*Supplied passage*
## Start

Theoretical Physicist Ana Asenjo-Garcia Named a 2021 Packard Fellow

One of 20 early-career researchers selected for the fellowship, Asenjo-Garcia is exploring how light and matter interact at the quantum level.

By
Ellen Neff
October 14, 2021

Ana Asenjo-Garcia’s career has long followed the light. She started her career with eyes on the stars, but these days, she’s busy exploring the smallest scales of light—photons—and how they shape our world. Her work in quantum optics has earned her the recognition of the Packard Foundation, which today announced its 2021 list of Packard Fellows. Asenjo-Garcia is one of 20 early-career researchers to receive the prestigious award this year.  

She grew up in a small city in Spain and first developed her interest in physics as a teenager. “I liked the predictive power of physics combined with math,” she said, recalling time spent trying to solve problems of inclined planes, or how objects behave on ramps. After reading popular physics tomes, including those by Stephen Hawking, she was drawn to astrophysics as she entered college. But as an undergraduate at Complutense University in Madrid, she grew a closer connection to the science that underpins our daily lives: the physics that occurs within and between the atoms that make up us and the world with which we interact, rather than that of the cosmos.

During her masters and as a PhD student at the Institute of Photonic Sciences (ICFO) studying plasmonics—the study of how light interacts with metals—Asenjo-Garcia was introduced to the field of quantum optics. This is an area of physics that attempts to understand the properties of photons and characterize what happens when they interact with matter, such as atoms. It’s a research field that has produced amazing discoveries, such as lasers, and has promising applications for storing and processing information and taking precise measurements.

## End

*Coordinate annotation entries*

## Start

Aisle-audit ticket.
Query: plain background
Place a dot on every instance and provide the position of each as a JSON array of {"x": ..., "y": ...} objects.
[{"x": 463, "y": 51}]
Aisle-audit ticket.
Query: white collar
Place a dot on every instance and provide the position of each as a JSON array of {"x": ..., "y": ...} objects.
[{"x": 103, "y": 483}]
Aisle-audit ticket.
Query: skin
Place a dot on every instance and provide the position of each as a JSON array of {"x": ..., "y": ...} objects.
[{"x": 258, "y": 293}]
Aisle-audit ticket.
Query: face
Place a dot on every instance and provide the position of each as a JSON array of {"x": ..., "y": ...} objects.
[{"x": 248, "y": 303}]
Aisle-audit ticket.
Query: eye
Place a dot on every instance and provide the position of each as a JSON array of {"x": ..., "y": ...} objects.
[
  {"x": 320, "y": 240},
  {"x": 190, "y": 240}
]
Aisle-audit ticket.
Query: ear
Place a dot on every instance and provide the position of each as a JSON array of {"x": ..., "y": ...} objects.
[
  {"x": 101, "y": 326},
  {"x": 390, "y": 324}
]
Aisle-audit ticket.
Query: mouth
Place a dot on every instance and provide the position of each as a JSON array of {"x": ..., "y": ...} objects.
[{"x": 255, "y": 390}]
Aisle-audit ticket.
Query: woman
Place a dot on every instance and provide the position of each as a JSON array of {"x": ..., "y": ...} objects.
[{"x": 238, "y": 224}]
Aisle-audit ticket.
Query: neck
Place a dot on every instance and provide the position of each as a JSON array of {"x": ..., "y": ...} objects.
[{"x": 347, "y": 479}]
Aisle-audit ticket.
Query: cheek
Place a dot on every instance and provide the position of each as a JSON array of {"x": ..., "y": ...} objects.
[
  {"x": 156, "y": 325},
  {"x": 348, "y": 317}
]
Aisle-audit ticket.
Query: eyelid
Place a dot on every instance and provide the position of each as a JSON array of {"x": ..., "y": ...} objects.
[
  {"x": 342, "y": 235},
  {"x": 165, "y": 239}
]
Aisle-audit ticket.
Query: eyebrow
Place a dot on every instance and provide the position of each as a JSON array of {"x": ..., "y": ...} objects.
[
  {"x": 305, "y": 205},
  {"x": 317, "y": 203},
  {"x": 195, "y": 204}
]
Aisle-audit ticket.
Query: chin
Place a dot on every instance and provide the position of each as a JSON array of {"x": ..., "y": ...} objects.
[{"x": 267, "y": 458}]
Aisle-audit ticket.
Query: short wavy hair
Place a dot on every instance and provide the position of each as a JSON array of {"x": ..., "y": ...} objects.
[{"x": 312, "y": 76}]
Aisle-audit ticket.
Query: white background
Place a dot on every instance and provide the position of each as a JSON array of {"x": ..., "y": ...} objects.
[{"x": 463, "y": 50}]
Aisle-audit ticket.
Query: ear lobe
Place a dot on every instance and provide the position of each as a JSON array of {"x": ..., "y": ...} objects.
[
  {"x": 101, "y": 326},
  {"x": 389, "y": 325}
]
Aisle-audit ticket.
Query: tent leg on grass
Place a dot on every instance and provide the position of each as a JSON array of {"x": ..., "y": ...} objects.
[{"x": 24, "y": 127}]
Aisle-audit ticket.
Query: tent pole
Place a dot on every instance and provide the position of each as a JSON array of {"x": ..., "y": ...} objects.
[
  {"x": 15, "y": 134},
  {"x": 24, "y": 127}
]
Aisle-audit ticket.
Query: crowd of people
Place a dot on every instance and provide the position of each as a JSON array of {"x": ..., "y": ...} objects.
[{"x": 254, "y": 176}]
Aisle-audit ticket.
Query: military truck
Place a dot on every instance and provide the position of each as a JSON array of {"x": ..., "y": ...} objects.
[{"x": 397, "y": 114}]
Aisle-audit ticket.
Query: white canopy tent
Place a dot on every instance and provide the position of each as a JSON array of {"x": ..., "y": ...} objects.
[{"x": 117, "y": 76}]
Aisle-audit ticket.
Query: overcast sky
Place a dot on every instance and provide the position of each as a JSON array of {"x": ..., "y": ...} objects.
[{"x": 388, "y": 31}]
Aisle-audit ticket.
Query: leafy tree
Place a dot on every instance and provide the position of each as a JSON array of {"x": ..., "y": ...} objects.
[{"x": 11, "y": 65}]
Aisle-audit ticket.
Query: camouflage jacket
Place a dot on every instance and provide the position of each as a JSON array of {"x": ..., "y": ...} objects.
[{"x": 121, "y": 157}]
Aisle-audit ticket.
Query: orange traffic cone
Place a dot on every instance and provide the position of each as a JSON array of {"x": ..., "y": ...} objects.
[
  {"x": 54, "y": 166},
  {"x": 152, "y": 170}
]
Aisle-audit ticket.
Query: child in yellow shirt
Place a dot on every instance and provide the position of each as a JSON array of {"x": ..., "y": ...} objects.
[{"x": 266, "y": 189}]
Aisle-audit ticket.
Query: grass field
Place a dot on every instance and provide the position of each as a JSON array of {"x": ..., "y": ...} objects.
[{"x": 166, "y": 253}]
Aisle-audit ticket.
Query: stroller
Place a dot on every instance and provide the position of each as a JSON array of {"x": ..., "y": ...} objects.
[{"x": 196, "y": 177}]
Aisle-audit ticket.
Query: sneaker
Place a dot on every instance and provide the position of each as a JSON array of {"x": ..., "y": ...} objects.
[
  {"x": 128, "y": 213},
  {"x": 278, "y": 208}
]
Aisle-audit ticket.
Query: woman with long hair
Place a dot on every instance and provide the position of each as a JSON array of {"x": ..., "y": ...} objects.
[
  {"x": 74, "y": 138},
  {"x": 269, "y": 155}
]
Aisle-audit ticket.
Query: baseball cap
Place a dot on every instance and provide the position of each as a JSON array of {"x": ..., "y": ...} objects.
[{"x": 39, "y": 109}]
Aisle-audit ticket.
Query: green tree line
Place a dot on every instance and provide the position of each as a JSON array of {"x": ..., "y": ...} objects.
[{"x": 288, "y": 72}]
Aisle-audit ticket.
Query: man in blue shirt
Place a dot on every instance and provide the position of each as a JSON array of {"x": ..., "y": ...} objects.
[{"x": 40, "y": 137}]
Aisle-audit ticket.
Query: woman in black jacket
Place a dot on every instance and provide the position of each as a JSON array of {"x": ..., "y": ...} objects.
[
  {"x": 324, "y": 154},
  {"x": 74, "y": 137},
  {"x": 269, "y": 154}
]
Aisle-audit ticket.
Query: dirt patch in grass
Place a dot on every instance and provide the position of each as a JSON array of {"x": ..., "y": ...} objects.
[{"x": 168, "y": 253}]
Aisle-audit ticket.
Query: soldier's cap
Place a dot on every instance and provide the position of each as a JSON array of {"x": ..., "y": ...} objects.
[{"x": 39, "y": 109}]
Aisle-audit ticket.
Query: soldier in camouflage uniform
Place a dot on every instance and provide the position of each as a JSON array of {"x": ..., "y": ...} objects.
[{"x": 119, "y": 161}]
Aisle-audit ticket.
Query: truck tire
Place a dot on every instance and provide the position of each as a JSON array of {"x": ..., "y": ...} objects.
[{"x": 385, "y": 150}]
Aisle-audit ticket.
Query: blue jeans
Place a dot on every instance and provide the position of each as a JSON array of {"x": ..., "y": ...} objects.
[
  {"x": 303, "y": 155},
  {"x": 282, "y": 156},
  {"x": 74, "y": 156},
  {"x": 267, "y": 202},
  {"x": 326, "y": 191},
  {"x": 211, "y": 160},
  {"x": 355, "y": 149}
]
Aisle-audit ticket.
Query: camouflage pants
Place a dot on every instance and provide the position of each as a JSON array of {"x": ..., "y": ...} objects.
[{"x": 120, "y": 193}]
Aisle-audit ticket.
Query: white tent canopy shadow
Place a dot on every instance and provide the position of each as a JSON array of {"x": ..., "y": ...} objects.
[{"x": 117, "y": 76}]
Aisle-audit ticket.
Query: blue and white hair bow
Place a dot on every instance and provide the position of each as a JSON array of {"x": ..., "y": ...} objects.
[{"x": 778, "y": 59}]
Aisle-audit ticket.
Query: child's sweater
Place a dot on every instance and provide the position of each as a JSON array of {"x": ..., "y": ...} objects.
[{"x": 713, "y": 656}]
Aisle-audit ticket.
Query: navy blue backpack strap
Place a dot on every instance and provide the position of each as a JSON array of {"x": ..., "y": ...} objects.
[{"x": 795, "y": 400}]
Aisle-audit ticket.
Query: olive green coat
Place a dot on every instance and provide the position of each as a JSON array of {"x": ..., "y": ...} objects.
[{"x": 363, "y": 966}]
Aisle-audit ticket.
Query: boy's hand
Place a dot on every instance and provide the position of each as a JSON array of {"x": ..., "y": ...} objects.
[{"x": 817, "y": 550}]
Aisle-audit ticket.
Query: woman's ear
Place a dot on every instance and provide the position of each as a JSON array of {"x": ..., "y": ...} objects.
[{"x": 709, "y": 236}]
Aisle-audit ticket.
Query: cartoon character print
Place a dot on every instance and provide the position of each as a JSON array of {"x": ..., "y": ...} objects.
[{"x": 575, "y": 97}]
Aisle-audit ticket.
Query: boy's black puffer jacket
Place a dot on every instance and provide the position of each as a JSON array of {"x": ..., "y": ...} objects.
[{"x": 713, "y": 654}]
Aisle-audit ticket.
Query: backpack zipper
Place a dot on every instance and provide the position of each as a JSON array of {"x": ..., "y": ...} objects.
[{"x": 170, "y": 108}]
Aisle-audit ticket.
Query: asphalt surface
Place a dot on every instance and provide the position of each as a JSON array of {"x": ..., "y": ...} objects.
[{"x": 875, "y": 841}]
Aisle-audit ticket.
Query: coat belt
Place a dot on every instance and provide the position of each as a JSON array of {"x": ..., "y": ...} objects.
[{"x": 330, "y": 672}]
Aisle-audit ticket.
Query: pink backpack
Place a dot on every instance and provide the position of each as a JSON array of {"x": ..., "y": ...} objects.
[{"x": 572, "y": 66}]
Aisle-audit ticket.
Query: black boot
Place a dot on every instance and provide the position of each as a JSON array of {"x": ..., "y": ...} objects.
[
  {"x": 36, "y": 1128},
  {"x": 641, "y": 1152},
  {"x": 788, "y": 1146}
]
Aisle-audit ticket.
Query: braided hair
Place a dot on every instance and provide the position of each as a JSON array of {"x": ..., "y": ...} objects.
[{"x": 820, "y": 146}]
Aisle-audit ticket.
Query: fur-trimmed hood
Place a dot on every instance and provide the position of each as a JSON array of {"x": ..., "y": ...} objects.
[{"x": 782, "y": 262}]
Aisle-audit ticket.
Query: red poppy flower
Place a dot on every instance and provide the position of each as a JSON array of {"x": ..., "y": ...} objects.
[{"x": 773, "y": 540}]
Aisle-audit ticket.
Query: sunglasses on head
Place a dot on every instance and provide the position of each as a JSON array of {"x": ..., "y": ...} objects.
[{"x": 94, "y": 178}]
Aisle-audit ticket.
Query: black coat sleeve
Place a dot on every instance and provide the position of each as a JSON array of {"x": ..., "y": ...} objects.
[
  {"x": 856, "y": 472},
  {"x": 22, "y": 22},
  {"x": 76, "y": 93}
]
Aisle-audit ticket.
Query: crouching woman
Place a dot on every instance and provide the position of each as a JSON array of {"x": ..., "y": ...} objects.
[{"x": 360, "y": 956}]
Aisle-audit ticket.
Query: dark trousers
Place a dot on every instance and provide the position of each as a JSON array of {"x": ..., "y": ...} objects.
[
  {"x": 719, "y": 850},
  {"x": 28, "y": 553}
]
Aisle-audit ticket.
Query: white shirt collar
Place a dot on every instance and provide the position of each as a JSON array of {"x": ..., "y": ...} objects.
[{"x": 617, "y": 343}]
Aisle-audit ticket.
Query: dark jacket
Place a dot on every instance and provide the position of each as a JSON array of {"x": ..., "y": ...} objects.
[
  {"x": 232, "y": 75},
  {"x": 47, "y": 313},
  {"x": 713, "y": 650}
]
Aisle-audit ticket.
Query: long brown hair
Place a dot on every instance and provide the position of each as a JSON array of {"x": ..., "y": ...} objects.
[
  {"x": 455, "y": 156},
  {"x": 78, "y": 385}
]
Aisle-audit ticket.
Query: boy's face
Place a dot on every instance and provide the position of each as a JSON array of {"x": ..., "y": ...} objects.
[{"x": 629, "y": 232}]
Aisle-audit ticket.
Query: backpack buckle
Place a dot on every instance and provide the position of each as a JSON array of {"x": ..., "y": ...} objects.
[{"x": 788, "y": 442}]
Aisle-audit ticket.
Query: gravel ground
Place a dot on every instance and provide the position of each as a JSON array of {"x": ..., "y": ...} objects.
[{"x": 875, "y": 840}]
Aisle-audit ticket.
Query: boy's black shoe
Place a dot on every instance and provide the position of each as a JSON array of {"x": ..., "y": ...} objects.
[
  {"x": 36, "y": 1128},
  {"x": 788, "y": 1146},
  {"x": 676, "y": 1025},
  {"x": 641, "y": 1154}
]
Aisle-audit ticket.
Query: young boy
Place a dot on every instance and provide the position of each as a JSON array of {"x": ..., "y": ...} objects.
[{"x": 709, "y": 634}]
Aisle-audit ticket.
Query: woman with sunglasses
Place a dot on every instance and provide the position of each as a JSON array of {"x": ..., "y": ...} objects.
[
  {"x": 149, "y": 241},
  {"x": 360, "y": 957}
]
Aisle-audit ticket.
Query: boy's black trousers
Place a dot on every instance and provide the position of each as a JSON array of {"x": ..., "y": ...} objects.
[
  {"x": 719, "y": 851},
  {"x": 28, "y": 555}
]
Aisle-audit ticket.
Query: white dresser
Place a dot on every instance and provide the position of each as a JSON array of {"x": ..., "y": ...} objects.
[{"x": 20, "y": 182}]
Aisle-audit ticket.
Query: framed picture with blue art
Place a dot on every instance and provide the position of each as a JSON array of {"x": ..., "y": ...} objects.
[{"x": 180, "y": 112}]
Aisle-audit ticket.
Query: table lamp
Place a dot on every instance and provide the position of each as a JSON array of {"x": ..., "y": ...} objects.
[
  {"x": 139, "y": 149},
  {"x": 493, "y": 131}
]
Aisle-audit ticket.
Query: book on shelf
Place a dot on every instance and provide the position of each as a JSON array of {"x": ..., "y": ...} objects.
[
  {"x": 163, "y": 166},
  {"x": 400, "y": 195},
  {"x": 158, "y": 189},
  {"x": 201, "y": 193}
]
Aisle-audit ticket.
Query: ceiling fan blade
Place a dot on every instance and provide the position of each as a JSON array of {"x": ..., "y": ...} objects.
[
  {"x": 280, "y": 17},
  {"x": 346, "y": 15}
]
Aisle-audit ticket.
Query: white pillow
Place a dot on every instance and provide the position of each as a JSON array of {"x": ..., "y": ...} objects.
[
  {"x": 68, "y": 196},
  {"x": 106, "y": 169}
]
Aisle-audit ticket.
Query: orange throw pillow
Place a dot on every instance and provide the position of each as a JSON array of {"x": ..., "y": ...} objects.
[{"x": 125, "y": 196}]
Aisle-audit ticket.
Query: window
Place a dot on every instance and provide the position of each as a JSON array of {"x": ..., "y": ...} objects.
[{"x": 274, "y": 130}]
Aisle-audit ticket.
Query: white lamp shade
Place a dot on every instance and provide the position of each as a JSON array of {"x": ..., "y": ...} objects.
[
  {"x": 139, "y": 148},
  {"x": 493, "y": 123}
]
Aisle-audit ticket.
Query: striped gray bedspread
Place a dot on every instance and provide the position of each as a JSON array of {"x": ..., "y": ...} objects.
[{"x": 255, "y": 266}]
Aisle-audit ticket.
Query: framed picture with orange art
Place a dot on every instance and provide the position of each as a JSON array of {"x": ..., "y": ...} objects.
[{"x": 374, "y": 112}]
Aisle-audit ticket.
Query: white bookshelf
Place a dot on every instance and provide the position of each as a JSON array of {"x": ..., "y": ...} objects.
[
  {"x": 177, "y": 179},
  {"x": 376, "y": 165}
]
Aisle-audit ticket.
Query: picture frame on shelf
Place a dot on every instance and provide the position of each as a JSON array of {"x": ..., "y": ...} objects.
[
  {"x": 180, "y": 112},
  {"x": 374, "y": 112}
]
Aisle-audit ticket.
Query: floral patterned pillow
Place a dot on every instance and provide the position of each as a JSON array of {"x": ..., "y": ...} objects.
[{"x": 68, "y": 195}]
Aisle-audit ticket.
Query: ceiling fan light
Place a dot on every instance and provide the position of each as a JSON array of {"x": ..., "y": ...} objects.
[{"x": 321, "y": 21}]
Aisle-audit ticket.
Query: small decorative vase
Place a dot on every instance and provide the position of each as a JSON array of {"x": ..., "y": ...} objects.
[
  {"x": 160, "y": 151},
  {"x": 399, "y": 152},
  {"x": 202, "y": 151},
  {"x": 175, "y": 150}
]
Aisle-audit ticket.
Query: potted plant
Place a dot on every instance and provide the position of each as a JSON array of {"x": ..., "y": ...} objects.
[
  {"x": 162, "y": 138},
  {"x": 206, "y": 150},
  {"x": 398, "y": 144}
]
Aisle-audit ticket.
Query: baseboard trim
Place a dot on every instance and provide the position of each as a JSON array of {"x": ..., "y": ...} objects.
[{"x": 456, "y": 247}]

## End

*Short exercise 1*
Translate this sentence from the article on Ana Asenjo-Garcia's Packard Fellowship into Spanish: "Asenjo-Garcia is one of 20 early-career researchers to receive the prestigious award this year."
*Short exercise 2*
Go on with the article on Ana Asenjo-Garcia's Packard Fellowship, starting right after its last sentence.

*Output 1*
Asenjo-Garcia es una de los 20 investigadores en los inicios de su carrera que reciben este año el prestigioso premio.

*Output 2*
While experimental scientists are busy firing lasers at objects and adjusting magnetic fields, theorists like Asenjo-Garcia attempt to make sense of those observations. “I’m writing on the blackboard and trying to come up with the most minimal model that describes what they are seeing,” she says. She also proposes ideas for them to test in the lab. The mathematical tools exist to describe the world, she said: you just need to find the right ones.

“I strive to be a better scientist every day; it’s a process of learning, both about science and about yourself,” Ana Asenjo-Garcia said. “I really have a lot of fun in my job.”

Over a career that has taken her from Madrid, to Southern California, and now New York, Asenjo-Garcia has made notable discoveries about how ensembles, or groups, of atoms interact and exchange photons with one another. When you shine a laser on an atom, one of its electrons absorbs photons and gets excited; soon, however, this electron will decay back down to what’s known as its ground state, losing the energy the photons added. Conventionally, this dissipation and decay is considered to be a bad thing, but Asenjo-Garcia sees advantages.

When multiple atoms are close to each other, they start behaving collectively. In certain situations, Ansejo-Garcia has shown that groups of excited atoms can become entangled with one another and enter perpetual “dark states,” in which they never re-emit those added photons and become theoretically capable of storing information forever. More recently, she has been looking at the opposite behavior: the rapid decay of atoms in lattices. Due to correlations that develop as they decay, such atoms will release their energy in an intense and fast burst, which can be harnessed to produce new light sources, such as “superradiant” lasers.

“She has a novel way of looking at things,” said Dmitri Basov, Higgins Professor of Physics at Columbia. “That’s beginning to define Ana’s style. She’s not walking along well-defined paths: she’s a trail blazer.” Asenjo-Garcia is indeed bringing a unique way of thinking to physics at Columbia, and elsewhere. “Her results and my collaborations with her have stimulated entire new research directions in my group, and I know that the same is true of her interactions with other groups as well,” said Darrick Chang, her former postdoc advisor at ICFO in Barcelona. “That aspect makes her a very valued collaborator and colleague, on top of being one of the young leaders in her field.”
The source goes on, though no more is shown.